Passage ▸
= = = = =

Monday, April 2, 2007

Easter Bonnets

Every year my sister Laura and I wear hats to church on Easter Sunday, and every year we are two of only a handful of women who do so. We've done this ever since we both worked at a hat store called Hats in the Belfry, many many summers ago. The job's only perk was getting to try on the hats, and most of them were not anything I would wear in public. Baseball caps, silly costume hats, and overly decorative horrors crowded out the gems. And doing a bit of an Internet search just now I was overwhelmed by how many truly terrible hats there are out there. No wonder no one wears them anymore. Here are some I actually would wear:









On the left is a sort of modified picture hat that looks good on everyone. It frames the face without hiding it and it's not too big to overwhelm a smaller frame. The hat on the right reminds me of one I have at home (only it has navy trim and fewer flowers) and seems a quintessential Easter bonnet, decorative and floral but not too fanciful.

= = = = =

Listing ▸
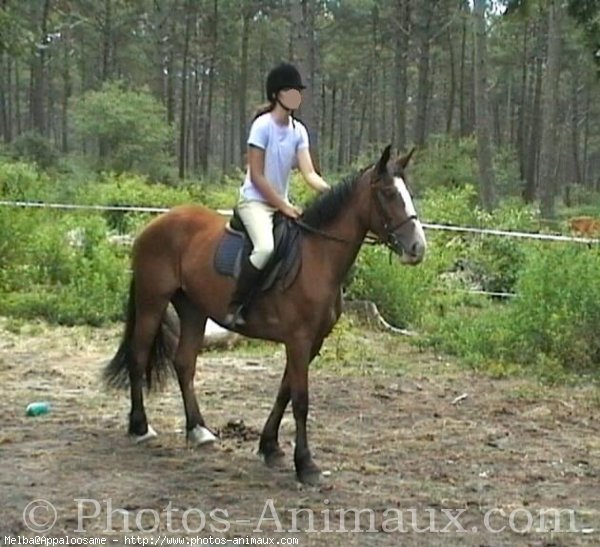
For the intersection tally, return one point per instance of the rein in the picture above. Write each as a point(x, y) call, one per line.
point(314, 230)
point(391, 240)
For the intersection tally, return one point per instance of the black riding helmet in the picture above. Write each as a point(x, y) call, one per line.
point(281, 77)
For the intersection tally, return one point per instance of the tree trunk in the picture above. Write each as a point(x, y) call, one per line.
point(482, 113)
point(424, 17)
point(247, 14)
point(40, 75)
point(207, 128)
point(452, 90)
point(106, 41)
point(305, 57)
point(521, 133)
point(547, 182)
point(575, 140)
point(464, 129)
point(530, 192)
point(401, 33)
point(184, 94)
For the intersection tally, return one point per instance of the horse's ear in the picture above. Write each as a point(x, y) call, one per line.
point(403, 161)
point(383, 161)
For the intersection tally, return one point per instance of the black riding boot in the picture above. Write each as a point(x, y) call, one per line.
point(246, 285)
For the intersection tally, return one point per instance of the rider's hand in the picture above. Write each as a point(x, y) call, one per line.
point(292, 211)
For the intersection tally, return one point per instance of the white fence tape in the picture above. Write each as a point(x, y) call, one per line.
point(228, 212)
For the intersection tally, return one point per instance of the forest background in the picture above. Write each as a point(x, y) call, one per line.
point(149, 102)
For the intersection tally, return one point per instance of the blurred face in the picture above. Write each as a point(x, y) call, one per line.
point(290, 98)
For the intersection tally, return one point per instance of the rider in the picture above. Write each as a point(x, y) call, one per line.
point(277, 143)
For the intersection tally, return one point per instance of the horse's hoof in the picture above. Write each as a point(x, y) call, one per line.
point(200, 436)
point(274, 458)
point(310, 475)
point(150, 434)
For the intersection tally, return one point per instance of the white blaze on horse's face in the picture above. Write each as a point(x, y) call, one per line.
point(412, 235)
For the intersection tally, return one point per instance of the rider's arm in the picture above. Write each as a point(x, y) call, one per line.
point(308, 171)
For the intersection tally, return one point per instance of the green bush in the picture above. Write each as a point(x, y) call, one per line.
point(400, 292)
point(31, 146)
point(551, 326)
point(128, 128)
point(22, 181)
point(63, 269)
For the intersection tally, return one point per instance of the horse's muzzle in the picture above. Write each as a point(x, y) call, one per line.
point(410, 243)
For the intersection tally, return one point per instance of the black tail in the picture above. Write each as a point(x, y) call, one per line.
point(160, 363)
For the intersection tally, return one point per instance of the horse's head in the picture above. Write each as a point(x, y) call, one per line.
point(394, 217)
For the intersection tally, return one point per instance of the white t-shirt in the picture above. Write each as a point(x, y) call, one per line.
point(281, 144)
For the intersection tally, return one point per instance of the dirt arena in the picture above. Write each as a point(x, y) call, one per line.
point(430, 453)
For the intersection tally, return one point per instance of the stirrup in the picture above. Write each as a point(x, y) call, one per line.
point(235, 318)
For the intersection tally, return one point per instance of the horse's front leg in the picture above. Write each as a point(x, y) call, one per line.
point(299, 353)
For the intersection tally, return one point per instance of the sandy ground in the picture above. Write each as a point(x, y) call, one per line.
point(430, 453)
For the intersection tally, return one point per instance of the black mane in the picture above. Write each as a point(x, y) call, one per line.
point(325, 207)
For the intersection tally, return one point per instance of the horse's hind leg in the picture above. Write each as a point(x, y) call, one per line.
point(149, 314)
point(191, 337)
point(269, 439)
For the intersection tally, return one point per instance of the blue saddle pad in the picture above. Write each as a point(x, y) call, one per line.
point(284, 264)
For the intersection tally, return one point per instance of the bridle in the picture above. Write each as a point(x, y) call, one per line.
point(391, 241)
point(390, 229)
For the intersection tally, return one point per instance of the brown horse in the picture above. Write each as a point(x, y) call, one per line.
point(173, 263)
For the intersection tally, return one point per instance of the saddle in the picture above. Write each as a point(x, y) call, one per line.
point(235, 245)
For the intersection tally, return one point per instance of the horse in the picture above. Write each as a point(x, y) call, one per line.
point(172, 263)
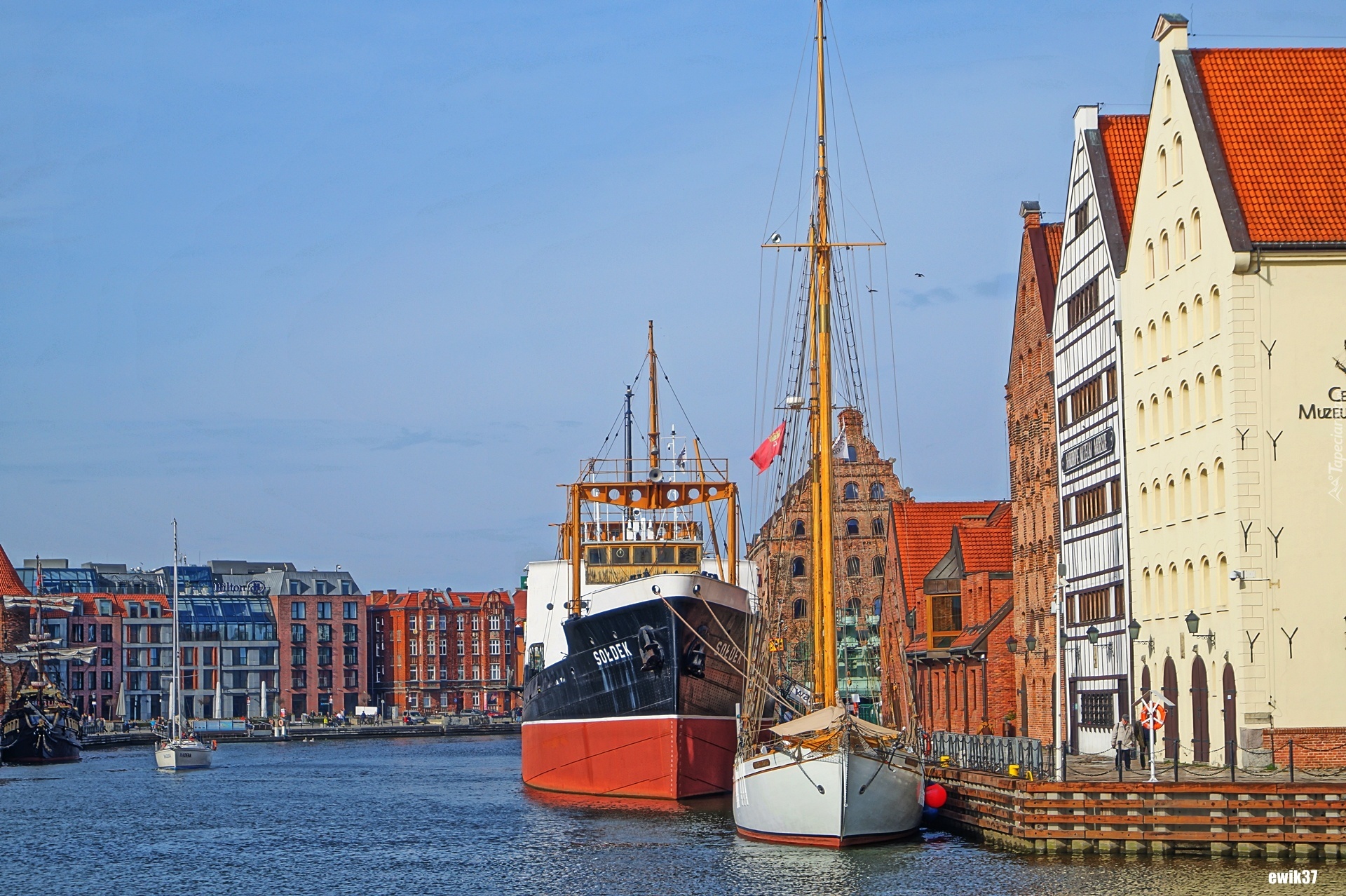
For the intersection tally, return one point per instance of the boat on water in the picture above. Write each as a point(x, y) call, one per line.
point(41, 724)
point(181, 748)
point(823, 777)
point(636, 631)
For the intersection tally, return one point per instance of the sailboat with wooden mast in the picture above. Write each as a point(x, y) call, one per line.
point(182, 749)
point(825, 778)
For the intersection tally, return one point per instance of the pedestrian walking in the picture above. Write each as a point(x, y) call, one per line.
point(1123, 742)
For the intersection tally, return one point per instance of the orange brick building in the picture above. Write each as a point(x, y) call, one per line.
point(1030, 408)
point(444, 651)
point(951, 592)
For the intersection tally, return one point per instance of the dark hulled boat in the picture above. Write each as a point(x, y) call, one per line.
point(39, 727)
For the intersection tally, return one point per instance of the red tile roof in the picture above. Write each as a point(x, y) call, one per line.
point(1124, 144)
point(923, 531)
point(1280, 116)
point(10, 583)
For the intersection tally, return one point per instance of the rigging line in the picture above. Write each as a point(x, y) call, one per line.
point(785, 139)
point(859, 140)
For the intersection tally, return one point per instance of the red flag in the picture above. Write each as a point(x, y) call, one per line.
point(768, 451)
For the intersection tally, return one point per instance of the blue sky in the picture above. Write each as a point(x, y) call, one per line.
point(358, 284)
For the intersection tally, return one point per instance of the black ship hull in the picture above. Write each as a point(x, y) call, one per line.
point(642, 705)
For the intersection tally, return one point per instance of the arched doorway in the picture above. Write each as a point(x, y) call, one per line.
point(1199, 713)
point(1230, 719)
point(1171, 739)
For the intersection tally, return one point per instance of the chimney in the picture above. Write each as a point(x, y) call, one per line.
point(1031, 215)
point(1171, 32)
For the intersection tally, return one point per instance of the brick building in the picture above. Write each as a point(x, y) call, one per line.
point(1031, 416)
point(951, 600)
point(866, 487)
point(443, 651)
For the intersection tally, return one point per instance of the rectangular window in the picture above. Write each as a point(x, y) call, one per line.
point(1096, 711)
point(1082, 304)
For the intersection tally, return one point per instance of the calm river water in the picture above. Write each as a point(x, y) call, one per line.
point(450, 815)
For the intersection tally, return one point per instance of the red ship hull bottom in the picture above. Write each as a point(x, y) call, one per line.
point(652, 756)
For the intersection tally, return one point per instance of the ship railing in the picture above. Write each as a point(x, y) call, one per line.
point(984, 752)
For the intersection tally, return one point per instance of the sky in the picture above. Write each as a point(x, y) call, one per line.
point(360, 284)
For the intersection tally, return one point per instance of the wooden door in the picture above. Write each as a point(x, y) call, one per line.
point(1170, 689)
point(1199, 713)
point(1230, 717)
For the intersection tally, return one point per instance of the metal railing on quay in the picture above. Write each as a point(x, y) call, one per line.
point(1022, 756)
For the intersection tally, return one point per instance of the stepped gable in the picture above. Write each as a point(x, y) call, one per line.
point(1124, 146)
point(1278, 123)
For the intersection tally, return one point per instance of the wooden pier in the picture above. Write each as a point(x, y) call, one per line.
point(1208, 817)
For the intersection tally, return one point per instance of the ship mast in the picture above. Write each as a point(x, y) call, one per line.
point(820, 419)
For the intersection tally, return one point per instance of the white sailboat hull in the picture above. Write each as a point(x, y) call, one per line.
point(863, 799)
point(182, 755)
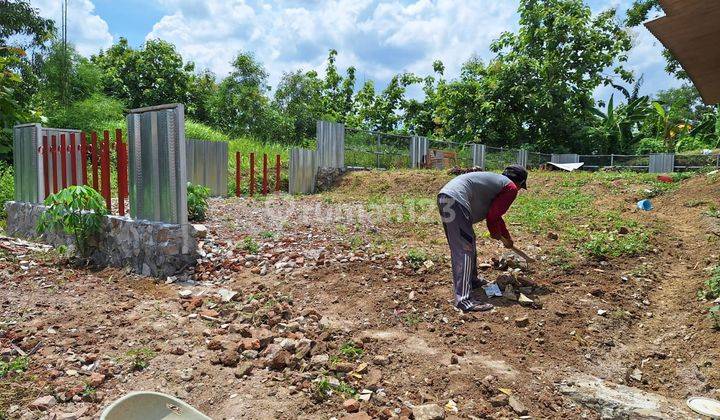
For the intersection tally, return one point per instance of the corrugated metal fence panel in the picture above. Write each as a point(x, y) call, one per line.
point(47, 133)
point(158, 171)
point(479, 155)
point(565, 158)
point(418, 151)
point(661, 163)
point(522, 158)
point(207, 164)
point(303, 169)
point(330, 145)
point(27, 163)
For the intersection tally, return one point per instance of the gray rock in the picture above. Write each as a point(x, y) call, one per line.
point(428, 412)
point(43, 403)
point(613, 401)
point(151, 248)
point(517, 406)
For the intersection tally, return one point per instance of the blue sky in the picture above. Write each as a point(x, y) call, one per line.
point(379, 37)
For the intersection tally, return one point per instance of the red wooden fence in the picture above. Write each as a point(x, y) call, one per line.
point(265, 174)
point(54, 153)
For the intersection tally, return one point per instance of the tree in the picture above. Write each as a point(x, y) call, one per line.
point(241, 102)
point(21, 29)
point(152, 75)
point(299, 97)
point(19, 22)
point(83, 77)
point(419, 115)
point(545, 73)
point(617, 126)
point(338, 91)
point(11, 111)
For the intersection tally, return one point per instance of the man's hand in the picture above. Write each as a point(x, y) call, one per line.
point(507, 242)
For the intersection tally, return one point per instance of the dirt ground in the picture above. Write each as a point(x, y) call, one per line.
point(318, 307)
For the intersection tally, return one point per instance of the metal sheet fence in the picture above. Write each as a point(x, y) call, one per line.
point(207, 163)
point(27, 162)
point(303, 169)
point(693, 162)
point(158, 170)
point(330, 144)
point(478, 153)
point(367, 149)
point(661, 163)
point(497, 158)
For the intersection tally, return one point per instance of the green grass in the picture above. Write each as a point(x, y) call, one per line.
point(603, 245)
point(250, 245)
point(712, 286)
point(323, 389)
point(569, 209)
point(14, 365)
point(715, 316)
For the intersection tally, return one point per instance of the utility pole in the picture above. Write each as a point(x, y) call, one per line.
point(65, 77)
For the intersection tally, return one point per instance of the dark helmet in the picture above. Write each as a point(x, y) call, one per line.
point(517, 174)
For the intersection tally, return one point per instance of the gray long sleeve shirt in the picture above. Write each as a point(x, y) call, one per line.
point(476, 191)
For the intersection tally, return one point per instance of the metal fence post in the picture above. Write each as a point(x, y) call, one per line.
point(478, 151)
point(377, 151)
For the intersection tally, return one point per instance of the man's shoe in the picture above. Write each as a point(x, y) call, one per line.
point(478, 282)
point(471, 306)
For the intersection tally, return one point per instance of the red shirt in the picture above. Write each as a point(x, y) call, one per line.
point(499, 206)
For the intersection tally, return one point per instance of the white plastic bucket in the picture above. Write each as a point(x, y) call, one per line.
point(151, 406)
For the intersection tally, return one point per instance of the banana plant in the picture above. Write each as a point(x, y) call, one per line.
point(617, 124)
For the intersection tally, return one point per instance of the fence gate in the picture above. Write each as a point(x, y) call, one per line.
point(303, 169)
point(158, 171)
point(479, 155)
point(565, 158)
point(27, 162)
point(661, 163)
point(207, 164)
point(522, 158)
point(330, 145)
point(62, 150)
point(418, 151)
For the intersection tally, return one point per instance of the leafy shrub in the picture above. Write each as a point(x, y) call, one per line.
point(416, 257)
point(90, 114)
point(715, 316)
point(7, 187)
point(690, 143)
point(197, 202)
point(350, 351)
point(712, 286)
point(650, 145)
point(603, 245)
point(250, 245)
point(76, 210)
point(17, 364)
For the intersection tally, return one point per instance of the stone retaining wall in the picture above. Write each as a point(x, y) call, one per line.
point(150, 248)
point(327, 178)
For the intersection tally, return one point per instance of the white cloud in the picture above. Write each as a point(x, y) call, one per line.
point(379, 38)
point(86, 30)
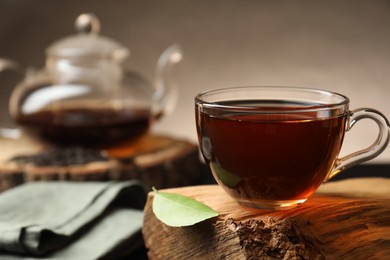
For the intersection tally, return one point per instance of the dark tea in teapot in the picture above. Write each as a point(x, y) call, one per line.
point(88, 126)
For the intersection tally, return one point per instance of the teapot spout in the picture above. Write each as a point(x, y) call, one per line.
point(166, 92)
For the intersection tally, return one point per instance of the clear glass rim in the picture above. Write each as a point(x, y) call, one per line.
point(201, 99)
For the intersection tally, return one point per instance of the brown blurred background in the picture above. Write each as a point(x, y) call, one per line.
point(341, 46)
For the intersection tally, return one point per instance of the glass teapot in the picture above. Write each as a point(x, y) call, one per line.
point(84, 95)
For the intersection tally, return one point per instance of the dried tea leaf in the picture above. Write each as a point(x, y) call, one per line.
point(178, 211)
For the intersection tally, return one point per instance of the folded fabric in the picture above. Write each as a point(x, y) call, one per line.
point(78, 220)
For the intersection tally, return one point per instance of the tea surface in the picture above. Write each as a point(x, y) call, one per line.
point(97, 126)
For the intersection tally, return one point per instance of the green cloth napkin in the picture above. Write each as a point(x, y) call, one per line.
point(75, 220)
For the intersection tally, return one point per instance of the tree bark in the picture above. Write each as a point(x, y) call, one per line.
point(348, 219)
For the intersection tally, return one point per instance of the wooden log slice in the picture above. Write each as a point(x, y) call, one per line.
point(348, 219)
point(159, 161)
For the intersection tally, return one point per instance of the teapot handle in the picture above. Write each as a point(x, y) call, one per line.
point(166, 92)
point(7, 64)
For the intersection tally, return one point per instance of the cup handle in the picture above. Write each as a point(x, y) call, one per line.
point(370, 152)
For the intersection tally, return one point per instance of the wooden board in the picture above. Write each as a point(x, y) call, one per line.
point(155, 160)
point(348, 219)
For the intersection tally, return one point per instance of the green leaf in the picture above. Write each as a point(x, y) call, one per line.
point(178, 211)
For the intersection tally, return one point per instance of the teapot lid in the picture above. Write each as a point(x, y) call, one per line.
point(88, 42)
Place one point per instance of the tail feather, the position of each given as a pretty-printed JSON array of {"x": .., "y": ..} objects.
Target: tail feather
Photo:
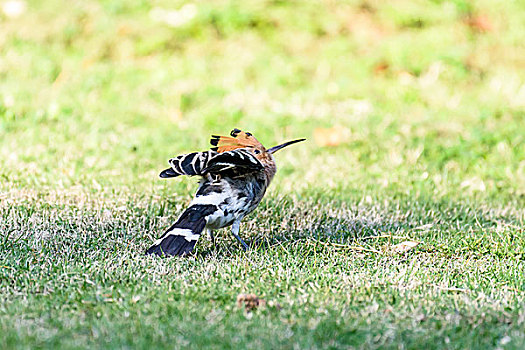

= = = = =

Problems to work on ▸
A: Reproduce the entire Easter bonnet post word for word.
B: Convert the part of the records that opens with their first line and closes with the line containing "point(391, 240)" into a JSON list of strings, one per line, with blank lines omitted. Leave the pictures out.
The records have no connection to the Easter bonnet post.

Answers for the exercise ▸
A:
Monday, April 2, 2007

Easter Bonnets

Every year my sister Laura and I wear hats to church on Easter Sunday, and every year we are two of only a handful of women who do so. We've done this ever since we both worked at a hat store called Hats in the Belfry, many many summers ago. The job's only perk was getting to try on the hats, and most of them were not anything I would wear in public. Baseball caps, silly costume hats, and overly decorative horrors crowded out the gems. And doing a bit of an Internet search just now I was overwhelmed by how many truly terrible hats there are out there. No wonder no one wears them anymore. Here are some I actually would wear:









On the left is a sort of modified picture hat that looks good on everyone. It frames the face without hiding it and it's not too big to overwhelm a smaller frame. The hat on the right reminds me of one I have at home (only it has navy trim and fewer flowers) and seems a quintessential Easter bonnet, decorative and floral but not too fanciful.

B:
[
  "For the intersection tally, return one point per instance of the rein in the picture above. Write each as a point(x, y) call, one per line.",
  "point(314, 230)",
  "point(391, 240)"
]